Please state how many lines of the records below contain the word "garage", with case counting, and give only the number.

RECORDS FOR PROCESSING —
+ + +
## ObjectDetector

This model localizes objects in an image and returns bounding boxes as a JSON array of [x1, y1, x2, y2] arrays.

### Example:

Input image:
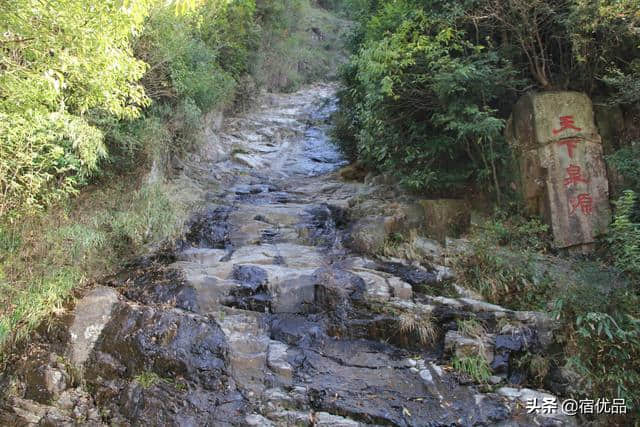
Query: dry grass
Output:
[[398, 313, 438, 345]]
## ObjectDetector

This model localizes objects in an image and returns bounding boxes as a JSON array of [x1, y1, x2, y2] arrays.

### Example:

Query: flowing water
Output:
[[4, 85, 570, 426]]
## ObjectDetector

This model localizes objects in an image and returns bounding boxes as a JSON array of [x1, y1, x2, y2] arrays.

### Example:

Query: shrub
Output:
[[0, 0, 150, 216], [451, 354, 491, 383], [608, 190, 640, 278]]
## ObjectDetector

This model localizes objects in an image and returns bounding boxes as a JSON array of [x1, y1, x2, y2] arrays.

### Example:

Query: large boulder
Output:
[[507, 92, 611, 251]]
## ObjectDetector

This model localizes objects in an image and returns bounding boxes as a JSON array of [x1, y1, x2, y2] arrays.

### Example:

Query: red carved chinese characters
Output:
[[552, 116, 593, 215], [553, 116, 582, 135], [569, 193, 593, 215], [557, 138, 582, 159], [564, 165, 589, 187]]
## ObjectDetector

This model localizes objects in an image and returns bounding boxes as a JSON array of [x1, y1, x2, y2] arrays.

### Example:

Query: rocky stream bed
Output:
[[0, 85, 575, 427]]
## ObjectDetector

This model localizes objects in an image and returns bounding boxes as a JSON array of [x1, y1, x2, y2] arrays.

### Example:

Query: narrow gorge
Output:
[[0, 84, 575, 427]]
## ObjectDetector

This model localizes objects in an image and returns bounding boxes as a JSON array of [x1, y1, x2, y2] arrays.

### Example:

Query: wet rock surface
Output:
[[0, 85, 573, 427]]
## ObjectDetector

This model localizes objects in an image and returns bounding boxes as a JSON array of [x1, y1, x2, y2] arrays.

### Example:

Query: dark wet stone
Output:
[[271, 313, 326, 347], [185, 206, 231, 249], [86, 303, 247, 426], [508, 371, 527, 385], [304, 203, 342, 246], [231, 265, 269, 295], [478, 396, 511, 425], [491, 352, 509, 374], [111, 264, 198, 311], [374, 262, 438, 286], [495, 335, 525, 351], [223, 292, 272, 313], [87, 303, 229, 390], [224, 265, 272, 313], [302, 349, 478, 426]]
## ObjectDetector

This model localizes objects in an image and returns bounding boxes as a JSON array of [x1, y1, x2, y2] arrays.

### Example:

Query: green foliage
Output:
[[454, 217, 554, 310], [456, 319, 487, 338], [608, 190, 640, 278], [555, 269, 640, 416], [0, 267, 82, 348], [335, 0, 640, 194], [337, 2, 514, 192], [0, 182, 184, 350], [0, 0, 151, 216], [133, 371, 167, 389], [607, 146, 640, 195], [451, 354, 491, 383]]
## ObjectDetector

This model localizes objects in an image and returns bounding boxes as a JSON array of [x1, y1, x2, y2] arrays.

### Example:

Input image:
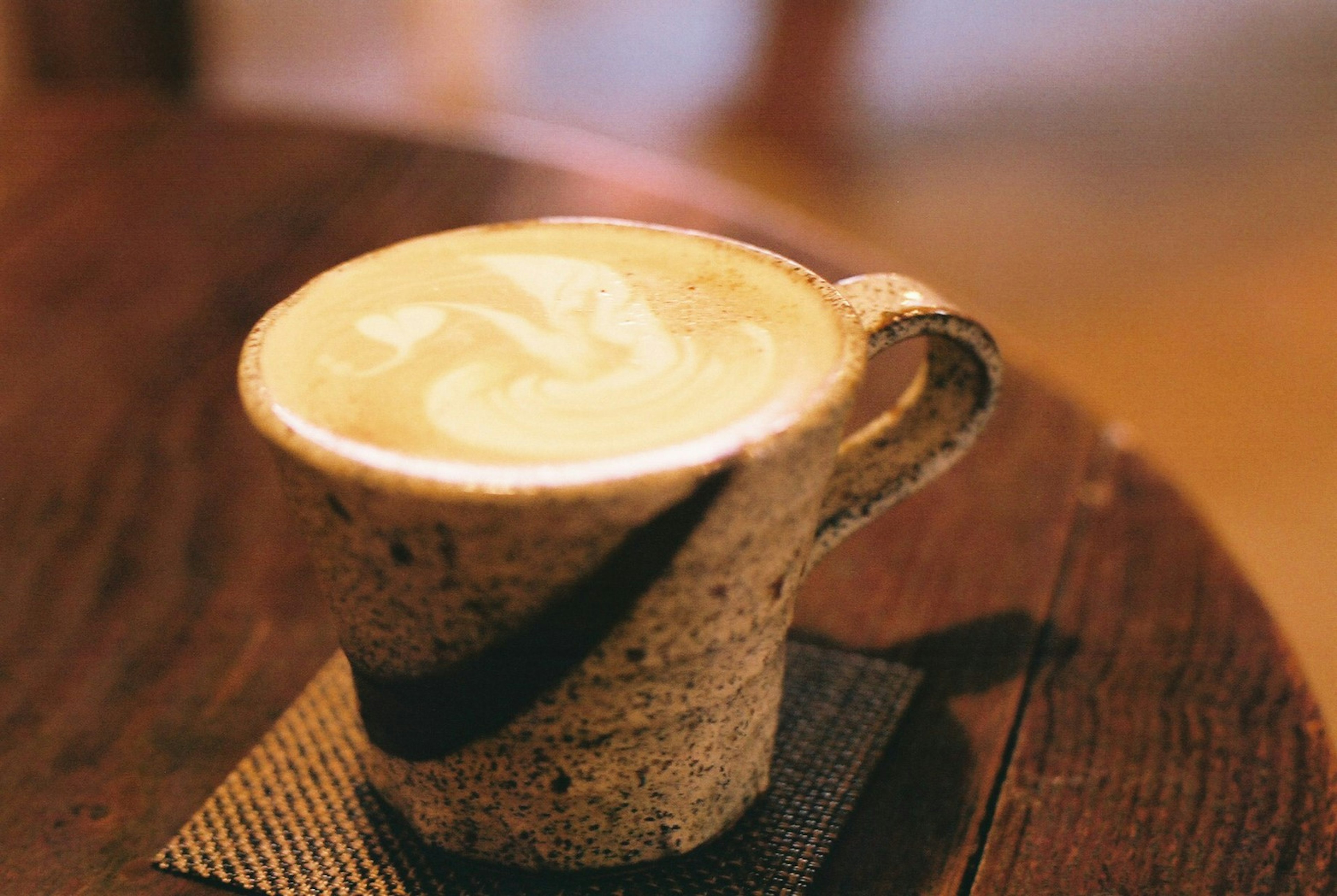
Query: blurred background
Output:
[[8, 0, 1337, 719]]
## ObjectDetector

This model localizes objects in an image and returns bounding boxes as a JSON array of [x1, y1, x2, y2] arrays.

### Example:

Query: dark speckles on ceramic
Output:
[[241, 220, 999, 869]]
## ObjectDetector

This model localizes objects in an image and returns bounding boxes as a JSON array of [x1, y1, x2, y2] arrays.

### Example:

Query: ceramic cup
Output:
[[239, 219, 1000, 869]]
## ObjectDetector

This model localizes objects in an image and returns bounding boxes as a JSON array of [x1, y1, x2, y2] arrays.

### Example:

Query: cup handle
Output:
[[809, 274, 1003, 564]]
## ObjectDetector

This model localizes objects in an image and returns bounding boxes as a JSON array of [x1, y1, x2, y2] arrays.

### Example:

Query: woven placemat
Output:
[[154, 641, 920, 896]]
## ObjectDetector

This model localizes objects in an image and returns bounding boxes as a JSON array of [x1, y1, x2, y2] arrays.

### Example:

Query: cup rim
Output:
[[237, 215, 868, 498]]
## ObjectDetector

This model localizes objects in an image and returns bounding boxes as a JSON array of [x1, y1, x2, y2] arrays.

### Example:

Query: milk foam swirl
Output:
[[323, 253, 777, 460]]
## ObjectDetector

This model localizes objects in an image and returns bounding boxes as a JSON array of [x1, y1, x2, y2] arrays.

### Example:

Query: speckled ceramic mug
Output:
[[239, 219, 1000, 869]]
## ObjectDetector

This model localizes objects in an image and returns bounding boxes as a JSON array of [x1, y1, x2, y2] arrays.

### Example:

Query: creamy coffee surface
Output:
[[259, 222, 845, 465]]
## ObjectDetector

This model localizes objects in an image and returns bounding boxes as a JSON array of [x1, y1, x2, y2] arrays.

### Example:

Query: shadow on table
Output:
[[802, 611, 1076, 893]]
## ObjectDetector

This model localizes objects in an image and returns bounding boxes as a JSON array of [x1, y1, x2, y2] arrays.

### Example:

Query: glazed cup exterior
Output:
[[241, 243, 866, 869]]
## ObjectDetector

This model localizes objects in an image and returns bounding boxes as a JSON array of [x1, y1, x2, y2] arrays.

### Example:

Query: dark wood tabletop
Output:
[[0, 98, 1337, 893]]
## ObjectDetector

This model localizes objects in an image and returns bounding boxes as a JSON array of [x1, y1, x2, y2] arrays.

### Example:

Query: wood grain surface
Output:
[[0, 99, 1337, 893]]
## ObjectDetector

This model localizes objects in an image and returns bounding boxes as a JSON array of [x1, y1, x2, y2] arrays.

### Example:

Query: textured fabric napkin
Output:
[[154, 641, 920, 896]]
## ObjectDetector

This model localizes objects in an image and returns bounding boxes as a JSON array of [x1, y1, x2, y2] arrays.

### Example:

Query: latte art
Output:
[[252, 223, 841, 465]]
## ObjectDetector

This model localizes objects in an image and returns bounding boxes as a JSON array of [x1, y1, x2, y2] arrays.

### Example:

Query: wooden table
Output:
[[0, 99, 1337, 893]]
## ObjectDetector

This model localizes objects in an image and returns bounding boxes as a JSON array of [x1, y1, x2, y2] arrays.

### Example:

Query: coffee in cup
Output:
[[239, 219, 999, 869]]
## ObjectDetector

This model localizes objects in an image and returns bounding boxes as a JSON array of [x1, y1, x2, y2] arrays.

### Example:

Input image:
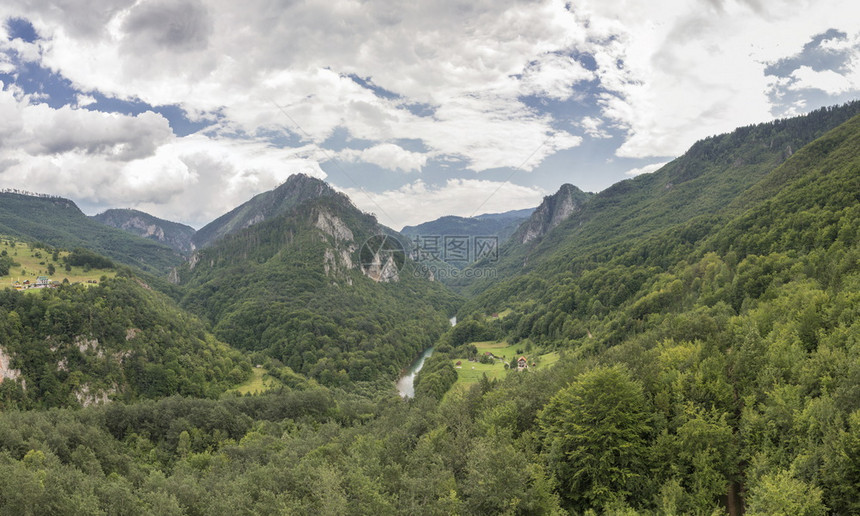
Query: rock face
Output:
[[193, 174, 345, 248], [0, 348, 21, 383], [513, 183, 592, 244], [93, 209, 195, 255]]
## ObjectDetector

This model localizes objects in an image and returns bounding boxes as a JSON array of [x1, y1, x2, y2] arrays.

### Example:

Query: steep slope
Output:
[[463, 101, 860, 295], [174, 187, 456, 385], [512, 184, 593, 244], [0, 192, 182, 275], [193, 174, 340, 247], [0, 277, 251, 408], [416, 107, 860, 514], [92, 209, 195, 255], [400, 208, 534, 242]]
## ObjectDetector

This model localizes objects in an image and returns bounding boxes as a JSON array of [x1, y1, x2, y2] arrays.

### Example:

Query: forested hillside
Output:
[[178, 194, 457, 385], [0, 273, 251, 409], [92, 209, 195, 255], [0, 192, 182, 275], [465, 101, 860, 294], [0, 104, 860, 515], [193, 174, 345, 247]]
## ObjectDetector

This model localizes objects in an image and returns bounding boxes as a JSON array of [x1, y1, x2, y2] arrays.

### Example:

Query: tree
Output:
[[538, 366, 650, 511], [747, 471, 827, 516]]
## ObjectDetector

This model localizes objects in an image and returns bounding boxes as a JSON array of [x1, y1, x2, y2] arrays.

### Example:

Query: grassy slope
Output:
[[0, 193, 182, 274], [0, 236, 116, 286]]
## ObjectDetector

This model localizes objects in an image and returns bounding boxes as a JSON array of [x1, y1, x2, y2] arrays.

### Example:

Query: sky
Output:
[[0, 0, 860, 229]]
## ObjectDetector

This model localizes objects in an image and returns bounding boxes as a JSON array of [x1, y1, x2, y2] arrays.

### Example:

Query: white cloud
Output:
[[788, 66, 860, 95], [576, 0, 860, 158], [338, 143, 427, 172], [579, 116, 612, 139], [343, 179, 546, 230], [0, 0, 860, 228], [0, 90, 325, 226], [624, 161, 668, 177]]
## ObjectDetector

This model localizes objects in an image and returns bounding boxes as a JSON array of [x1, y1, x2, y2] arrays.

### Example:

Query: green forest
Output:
[[0, 102, 860, 516]]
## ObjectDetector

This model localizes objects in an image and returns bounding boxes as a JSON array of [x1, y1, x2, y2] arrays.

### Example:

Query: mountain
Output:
[[0, 104, 860, 516], [0, 191, 183, 275], [173, 176, 457, 385], [92, 209, 195, 255], [0, 276, 251, 409], [400, 208, 534, 242], [461, 101, 860, 294], [514, 183, 593, 244], [192, 174, 342, 247]]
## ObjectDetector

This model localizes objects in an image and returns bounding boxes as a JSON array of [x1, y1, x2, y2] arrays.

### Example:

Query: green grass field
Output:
[[451, 341, 560, 388], [0, 236, 116, 292], [231, 367, 281, 394]]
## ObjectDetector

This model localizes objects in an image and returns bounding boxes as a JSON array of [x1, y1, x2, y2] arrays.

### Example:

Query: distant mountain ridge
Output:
[[464, 101, 860, 294], [0, 190, 182, 275], [514, 183, 594, 244], [192, 174, 346, 248], [92, 208, 196, 255], [172, 176, 457, 385], [400, 208, 535, 242]]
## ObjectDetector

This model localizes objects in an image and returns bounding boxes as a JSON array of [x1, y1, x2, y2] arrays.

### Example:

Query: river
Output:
[[397, 348, 434, 398], [397, 315, 457, 398]]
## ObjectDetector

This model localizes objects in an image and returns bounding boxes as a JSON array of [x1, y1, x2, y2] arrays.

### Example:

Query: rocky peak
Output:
[[515, 183, 590, 244]]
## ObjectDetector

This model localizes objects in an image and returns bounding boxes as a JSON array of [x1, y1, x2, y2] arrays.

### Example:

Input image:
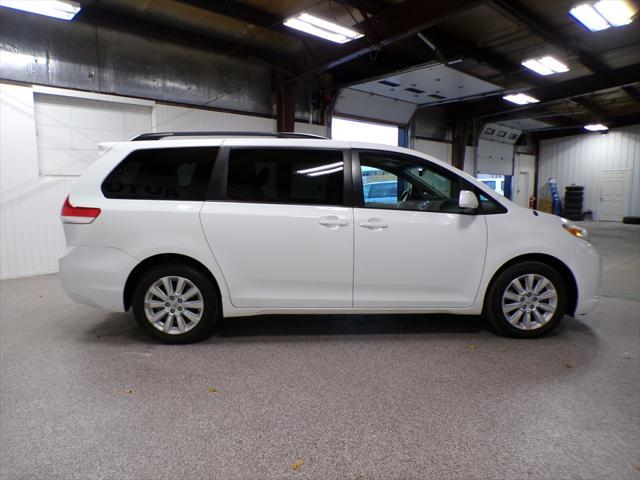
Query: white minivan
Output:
[[60, 132, 601, 343]]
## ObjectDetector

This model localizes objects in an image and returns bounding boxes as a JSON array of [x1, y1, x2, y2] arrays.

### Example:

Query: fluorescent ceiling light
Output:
[[594, 0, 634, 27], [584, 123, 609, 132], [502, 93, 540, 105], [0, 0, 80, 20], [522, 59, 554, 75], [538, 55, 569, 73], [569, 3, 609, 32], [296, 162, 344, 173], [307, 167, 342, 177], [284, 13, 363, 43], [569, 0, 635, 32], [522, 55, 569, 75]]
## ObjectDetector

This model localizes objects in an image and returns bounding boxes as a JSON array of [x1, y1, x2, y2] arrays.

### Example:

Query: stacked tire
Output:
[[564, 185, 584, 220]]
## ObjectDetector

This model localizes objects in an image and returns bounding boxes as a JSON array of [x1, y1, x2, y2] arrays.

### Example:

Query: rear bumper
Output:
[[58, 246, 138, 312]]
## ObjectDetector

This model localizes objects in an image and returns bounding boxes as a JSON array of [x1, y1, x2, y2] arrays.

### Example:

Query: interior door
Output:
[[598, 170, 631, 222], [201, 147, 353, 308], [354, 151, 487, 308]]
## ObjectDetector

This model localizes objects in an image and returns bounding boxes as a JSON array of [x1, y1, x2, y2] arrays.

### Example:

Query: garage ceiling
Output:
[[70, 0, 640, 135], [351, 65, 502, 105]]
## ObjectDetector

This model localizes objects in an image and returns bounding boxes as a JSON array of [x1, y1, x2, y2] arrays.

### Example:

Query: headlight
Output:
[[562, 223, 589, 242]]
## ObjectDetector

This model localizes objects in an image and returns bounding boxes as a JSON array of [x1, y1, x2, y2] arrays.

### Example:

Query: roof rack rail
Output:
[[131, 132, 327, 142]]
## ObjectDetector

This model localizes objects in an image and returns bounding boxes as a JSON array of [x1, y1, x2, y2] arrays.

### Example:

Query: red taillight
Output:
[[60, 195, 100, 223]]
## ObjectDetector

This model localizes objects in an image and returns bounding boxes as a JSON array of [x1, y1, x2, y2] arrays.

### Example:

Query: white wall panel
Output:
[[0, 83, 327, 278], [35, 93, 151, 175], [0, 177, 75, 278], [413, 138, 451, 165], [538, 125, 640, 219], [0, 83, 38, 194], [153, 105, 276, 132]]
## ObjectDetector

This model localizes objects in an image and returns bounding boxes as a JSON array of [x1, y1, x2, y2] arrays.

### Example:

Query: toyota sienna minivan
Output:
[[60, 132, 601, 343]]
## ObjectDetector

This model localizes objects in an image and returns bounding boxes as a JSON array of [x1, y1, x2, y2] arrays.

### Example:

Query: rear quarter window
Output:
[[102, 147, 218, 201]]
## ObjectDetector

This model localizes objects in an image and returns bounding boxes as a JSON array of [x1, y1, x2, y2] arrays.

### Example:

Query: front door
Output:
[[598, 170, 631, 222], [354, 151, 487, 308], [201, 147, 353, 308]]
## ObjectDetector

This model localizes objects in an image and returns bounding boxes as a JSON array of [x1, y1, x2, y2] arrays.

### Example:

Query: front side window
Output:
[[102, 147, 218, 201], [227, 148, 344, 205], [359, 152, 464, 213]]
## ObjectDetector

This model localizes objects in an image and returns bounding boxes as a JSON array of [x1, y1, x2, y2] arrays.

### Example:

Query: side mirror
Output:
[[458, 190, 480, 210]]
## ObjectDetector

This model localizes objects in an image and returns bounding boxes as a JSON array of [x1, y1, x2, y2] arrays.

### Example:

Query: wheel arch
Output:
[[484, 253, 578, 316], [123, 253, 222, 311]]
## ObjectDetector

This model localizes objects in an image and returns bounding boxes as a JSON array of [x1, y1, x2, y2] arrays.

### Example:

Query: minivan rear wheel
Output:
[[132, 263, 220, 343], [485, 261, 567, 338]]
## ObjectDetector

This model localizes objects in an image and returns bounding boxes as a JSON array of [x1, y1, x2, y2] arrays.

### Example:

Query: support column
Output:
[[273, 73, 296, 132], [451, 121, 469, 170]]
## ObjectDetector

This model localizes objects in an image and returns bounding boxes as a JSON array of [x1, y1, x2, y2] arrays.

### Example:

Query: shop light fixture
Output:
[[569, 0, 635, 32], [522, 55, 569, 75], [502, 93, 540, 105], [0, 0, 80, 20], [284, 13, 363, 43], [584, 123, 609, 132]]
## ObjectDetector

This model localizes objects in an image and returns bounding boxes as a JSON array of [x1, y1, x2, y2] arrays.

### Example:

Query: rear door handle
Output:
[[360, 218, 389, 230], [318, 215, 349, 229]]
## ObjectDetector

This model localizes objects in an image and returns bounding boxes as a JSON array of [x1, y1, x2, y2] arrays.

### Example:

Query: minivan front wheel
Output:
[[133, 264, 219, 343], [485, 261, 567, 338]]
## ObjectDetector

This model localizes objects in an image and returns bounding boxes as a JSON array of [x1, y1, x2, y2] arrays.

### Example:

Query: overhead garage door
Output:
[[35, 94, 151, 175]]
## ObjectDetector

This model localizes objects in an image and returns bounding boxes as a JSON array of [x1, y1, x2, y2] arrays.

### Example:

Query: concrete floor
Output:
[[0, 224, 640, 480]]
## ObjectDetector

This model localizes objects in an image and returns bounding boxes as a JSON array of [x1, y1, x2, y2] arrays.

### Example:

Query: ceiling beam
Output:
[[528, 113, 640, 140], [426, 26, 550, 86], [74, 4, 282, 65], [288, 0, 484, 81]]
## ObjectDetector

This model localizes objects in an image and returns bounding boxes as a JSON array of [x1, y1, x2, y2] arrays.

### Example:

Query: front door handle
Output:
[[360, 218, 389, 230], [318, 215, 349, 229]]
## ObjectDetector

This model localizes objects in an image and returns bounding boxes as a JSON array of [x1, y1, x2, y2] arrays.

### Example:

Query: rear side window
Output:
[[102, 147, 218, 201], [227, 148, 344, 205]]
+ + +
THE ANSWER — 2